### Instructions to follow
Update the entries below by replacing "the service" with "the system" and keeping every other line unchanged. Leave the pictures out of your output.

-- BEGIN Data provided --

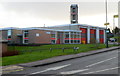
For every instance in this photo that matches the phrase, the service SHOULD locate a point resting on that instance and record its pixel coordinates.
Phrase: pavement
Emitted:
(20, 67)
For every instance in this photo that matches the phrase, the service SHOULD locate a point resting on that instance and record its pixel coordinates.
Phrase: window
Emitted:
(73, 17)
(26, 35)
(66, 34)
(53, 41)
(52, 35)
(9, 32)
(37, 34)
(47, 32)
(26, 41)
(66, 41)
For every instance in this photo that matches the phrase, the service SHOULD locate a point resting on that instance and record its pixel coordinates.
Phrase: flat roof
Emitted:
(31, 28)
(84, 25)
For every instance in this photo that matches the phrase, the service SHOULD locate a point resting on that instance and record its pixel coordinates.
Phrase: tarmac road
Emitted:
(102, 63)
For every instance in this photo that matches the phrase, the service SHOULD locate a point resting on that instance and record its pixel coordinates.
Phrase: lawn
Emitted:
(34, 53)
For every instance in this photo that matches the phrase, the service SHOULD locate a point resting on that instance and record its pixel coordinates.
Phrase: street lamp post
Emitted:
(114, 16)
(106, 25)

-- END Data provided --

### Task result
For every instance in this photo that matches the phrase, the system SHOULD locate a point resting on that instance and record its pixel coordinates.
Phrase: pavement
Emitted:
(20, 67)
For every instance in this photo that matches the phrase, the system SHOULD locate a point resting on that instance and record its pixel coordinates.
Phrase: window
Emitted:
(73, 17)
(26, 35)
(66, 34)
(53, 41)
(52, 35)
(9, 32)
(37, 34)
(47, 32)
(26, 41)
(66, 41)
For every instance in this photo that matches the phrase, the system SHOULD locate a point resting on that instance and record its pixel coordinates.
Phrase: flat roof
Emitted:
(31, 28)
(84, 25)
For every instance in this photo that matches the phrase, the system SHOULD locate a point resting on that instance and record its pixel coordinates.
Phrase: tarmac road
Emitted:
(102, 63)
For every instance in this photo that matches the phrase, the system SHOULD locate a point resting on that instance and record its pixel coordinates.
Phrase: lawn
Emitted:
(34, 53)
For every instance in this photo that matches the phrase, the system SHOULD locate a point resting on that instance and record its pixel coordinates.
Phrase: street lamp post
Emitted:
(114, 16)
(106, 25)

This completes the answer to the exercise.